* Directions: Produce the full set of records below once more, exactly as they stand.

-----

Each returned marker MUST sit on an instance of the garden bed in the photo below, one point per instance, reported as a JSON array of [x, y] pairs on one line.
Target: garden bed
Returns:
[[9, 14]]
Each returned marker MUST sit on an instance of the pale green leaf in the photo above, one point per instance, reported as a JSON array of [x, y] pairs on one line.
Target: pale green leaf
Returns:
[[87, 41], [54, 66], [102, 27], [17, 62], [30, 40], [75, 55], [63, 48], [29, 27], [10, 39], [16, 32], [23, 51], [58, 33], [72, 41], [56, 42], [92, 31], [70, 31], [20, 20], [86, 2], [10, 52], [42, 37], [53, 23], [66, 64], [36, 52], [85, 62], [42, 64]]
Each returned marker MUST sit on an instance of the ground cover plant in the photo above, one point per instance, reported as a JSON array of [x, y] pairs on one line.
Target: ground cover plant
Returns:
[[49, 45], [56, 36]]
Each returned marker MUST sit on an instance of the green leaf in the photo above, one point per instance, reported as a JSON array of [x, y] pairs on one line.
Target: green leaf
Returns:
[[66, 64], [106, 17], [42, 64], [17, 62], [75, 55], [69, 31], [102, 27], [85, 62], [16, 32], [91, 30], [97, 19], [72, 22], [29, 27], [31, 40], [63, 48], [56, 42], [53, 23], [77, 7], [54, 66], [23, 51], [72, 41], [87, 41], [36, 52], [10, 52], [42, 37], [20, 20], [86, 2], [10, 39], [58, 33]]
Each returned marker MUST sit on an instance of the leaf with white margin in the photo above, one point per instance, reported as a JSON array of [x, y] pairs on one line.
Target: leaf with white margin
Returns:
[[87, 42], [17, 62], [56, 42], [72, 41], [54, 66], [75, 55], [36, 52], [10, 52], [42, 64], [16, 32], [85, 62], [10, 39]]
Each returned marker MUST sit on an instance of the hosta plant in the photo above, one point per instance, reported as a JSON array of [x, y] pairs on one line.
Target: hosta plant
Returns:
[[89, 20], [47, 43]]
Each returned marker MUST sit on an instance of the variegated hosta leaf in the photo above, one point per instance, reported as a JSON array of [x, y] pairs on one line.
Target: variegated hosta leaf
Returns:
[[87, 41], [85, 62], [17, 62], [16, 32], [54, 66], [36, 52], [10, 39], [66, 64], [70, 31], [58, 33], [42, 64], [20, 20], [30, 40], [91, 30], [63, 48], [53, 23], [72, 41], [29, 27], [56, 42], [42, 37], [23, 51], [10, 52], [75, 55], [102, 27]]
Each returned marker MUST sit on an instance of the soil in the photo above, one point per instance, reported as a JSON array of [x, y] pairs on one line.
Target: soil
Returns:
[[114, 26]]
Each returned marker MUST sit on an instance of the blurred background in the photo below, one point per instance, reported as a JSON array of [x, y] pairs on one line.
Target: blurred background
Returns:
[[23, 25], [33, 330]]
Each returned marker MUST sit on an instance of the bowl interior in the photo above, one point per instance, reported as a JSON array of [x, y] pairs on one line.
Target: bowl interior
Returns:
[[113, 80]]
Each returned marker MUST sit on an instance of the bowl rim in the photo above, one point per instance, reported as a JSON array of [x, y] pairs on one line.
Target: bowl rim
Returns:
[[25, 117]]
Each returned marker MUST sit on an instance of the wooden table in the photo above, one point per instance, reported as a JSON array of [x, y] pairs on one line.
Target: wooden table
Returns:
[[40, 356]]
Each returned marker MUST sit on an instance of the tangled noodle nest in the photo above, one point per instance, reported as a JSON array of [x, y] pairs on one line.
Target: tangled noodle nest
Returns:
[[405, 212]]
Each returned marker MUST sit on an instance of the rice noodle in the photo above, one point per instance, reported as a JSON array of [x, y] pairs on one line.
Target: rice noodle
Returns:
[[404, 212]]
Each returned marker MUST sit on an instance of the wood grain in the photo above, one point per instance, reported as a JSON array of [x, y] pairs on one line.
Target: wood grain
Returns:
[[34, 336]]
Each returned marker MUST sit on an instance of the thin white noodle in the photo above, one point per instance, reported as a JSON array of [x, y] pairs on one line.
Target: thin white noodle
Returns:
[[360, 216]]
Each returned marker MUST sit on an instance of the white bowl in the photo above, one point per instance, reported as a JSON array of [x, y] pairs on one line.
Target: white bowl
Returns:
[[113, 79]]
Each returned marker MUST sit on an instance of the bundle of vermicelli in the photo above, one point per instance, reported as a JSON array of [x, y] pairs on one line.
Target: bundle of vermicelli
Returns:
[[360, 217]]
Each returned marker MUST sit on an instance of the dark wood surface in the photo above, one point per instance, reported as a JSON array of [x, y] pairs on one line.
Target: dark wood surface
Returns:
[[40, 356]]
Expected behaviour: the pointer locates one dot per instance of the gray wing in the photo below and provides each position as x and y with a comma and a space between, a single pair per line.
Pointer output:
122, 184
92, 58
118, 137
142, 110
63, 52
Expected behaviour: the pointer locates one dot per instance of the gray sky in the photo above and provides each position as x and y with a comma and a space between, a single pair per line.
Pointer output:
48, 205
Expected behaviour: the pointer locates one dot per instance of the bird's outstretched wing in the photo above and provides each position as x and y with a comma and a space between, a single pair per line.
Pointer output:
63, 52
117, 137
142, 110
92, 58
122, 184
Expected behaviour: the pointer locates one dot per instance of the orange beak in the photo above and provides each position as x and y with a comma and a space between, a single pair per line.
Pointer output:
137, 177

-----

* Output:
Each returned marker MUST sit on an instance of the garden bed in the photo below, one point per instance, reported as a JSON array of [x, y] pairs on one line.
Target: garden bed
Returns:
[[9, 14]]
Each returned marker MUST sit on an instance of the pale green leaf in the photo above, one point per instance, reported as a JSON array of [x, y] pairs on one line.
Target: pale green leaf
Returns:
[[87, 41], [54, 66], [102, 27], [17, 62], [30, 40], [75, 55], [63, 48], [29, 27], [10, 39], [16, 32], [23, 51], [58, 33], [72, 41], [56, 42], [92, 31], [70, 31], [20, 20], [86, 2], [10, 52], [42, 37], [53, 23], [66, 64], [36, 52], [85, 62], [42, 64]]
Each returned marker MUST sit on an instance of the ground cover plant in the photo above, one point per instance, reported as a JSON array of [x, y] pairs on one line.
Target: ground cover plant
Returns:
[[49, 45], [56, 36]]
Each returned marker MUST sit on an instance of the green leaf in the photo above, one point per instance, reported as a JSON array of [x, y] pairs on one line.
Target: green leaf
Returns:
[[66, 64], [106, 17], [42, 64], [17, 62], [75, 55], [69, 31], [102, 27], [85, 62], [16, 32], [91, 30], [97, 19], [72, 22], [29, 27], [31, 40], [63, 48], [56, 42], [53, 23], [77, 7], [54, 66], [23, 51], [72, 41], [87, 41], [36, 52], [10, 52], [42, 37], [20, 20], [86, 2], [10, 39], [58, 33]]
Each returned marker MUST sit on an instance of the leaf with white margin in the photo above, one point per instance, reported as a JSON array of [x, y] pairs on one line.
Target: leaf with white margin
Returns:
[[87, 42], [17, 62], [56, 42], [72, 41], [54, 66], [75, 55], [36, 52], [10, 52], [42, 64], [16, 32], [85, 62], [10, 39]]
Each returned marker MUST sit on an instance of the hosta plant in the photo above, one point per instance, reported as a JSON array of [x, y] pairs on one line.
Target: hosta plant
Returns:
[[89, 20], [47, 43]]
Each returned marker MUST sit on an instance of the variegated hosta leaf in the photo above, one point per instance, reported as a JSON array of [x, y] pairs on one line.
Target: variegated hosta leaf
Returns:
[[87, 41], [85, 62], [17, 62], [16, 32], [54, 66], [36, 52], [10, 39], [66, 64], [70, 31], [58, 33], [42, 64], [20, 20], [30, 40], [91, 30], [63, 48], [53, 23], [72, 41], [29, 27], [56, 42], [42, 37], [23, 51], [10, 52], [75, 55], [102, 27]]
Each returned marker MUST sit on an instance of the soil in the photo above, one point per instance, reported as a JSON array of [x, y] pairs on one line.
Target: soil
Returns:
[[114, 26]]
Each returned marker MUST sit on an instance of the blurred background in the photo below, one point per instance, reported as a JSON array of [x, y] pairs on one line.
Target: blurred background
Returns:
[[23, 25], [33, 330]]
Each returned marker MUST sit on an instance of the bowl interior in the photo above, one point per instance, reported as a JSON array of [x, y] pairs on one line.
Target: bowl interior
Returns:
[[113, 80]]
Each returned marker MUST sit on an instance of the bowl rim in the photo above, one point per instance, reported as a JSON array of [x, y] pairs on one line.
Target: bowl rim
Returns:
[[25, 117]]
Each returned marker MUST sit on an instance of the wooden table in the photo above, one point per instance, reported as a JSON array of [x, y] pairs on one line.
Target: wooden table
Returns:
[[40, 356]]
Each returned marker MUST sit on an instance of the tangled noodle nest in the photo above, one point per instance, reported as a JSON array of [x, y] pairs on one line.
Target: tangled noodle nest
Returns:
[[405, 212]]
Each returned marker MUST sit on an instance of the rice noodle in the photo above, one point per instance, reported as a JSON array of [x, y] pairs on one line.
Target: rice noodle
Returns:
[[404, 212]]
Each returned marker MUST sit on an instance of the wood grain in the photo above, one point per instance, reported as a JSON array of [x, y] pairs on one line.
Target: wood grain
Returns:
[[34, 336]]
Each returned marker MUST sit on an instance of the thin white noodle in the photo above, one point per instance, reported as a JSON array of [x, y] pairs on one line.
Target: thin white noodle
Returns:
[[360, 216]]
Each returned marker MUST sit on an instance of the white bowl in the photo above, one point per instance, reported as a JSON array of [x, y] pairs on one line.
Target: white bowl
Returns:
[[113, 79]]
Each returned marker MUST sit on an instance of the bundle of vermicelli in the photo above, one point per instance, reported as a JSON array of [x, y] pairs on one line.
Target: bundle of vermicelli
Returns:
[[360, 217]]
Each returned marker MUST sit on an instance of the dark wood surface in the photo above, one point per instance, reported as a JSON array of [x, y] pairs on one line.
Target: dark wood surface
Returns:
[[40, 356]]
Expected behaviour: the pointer locates one dot per instance of the gray wing in the photo below and provides each position as x and y with a comma and a space between, a single pair per line.
Pointer output:
122, 184
92, 58
118, 137
142, 110
63, 52
Expected behaviour: the pointer locates one dot per instance of the gray sky in the photo above and provides each position as x and y with a comma and a space between, a single pair per line.
Pointer output:
48, 205
Expected behaviour: the pointer locates one dot per instance of the bird's outstretched wing in the photo above and provides each position as x and y with a comma and a space between, a single pair per line.
Pointer output:
63, 52
117, 137
142, 110
92, 58
122, 184
Expected behaviour: the pointer locates one dot per instance of the orange beak in the photo above and provides each position as x and y with a comma and a space between, a single pair per line.
Pointer output:
137, 177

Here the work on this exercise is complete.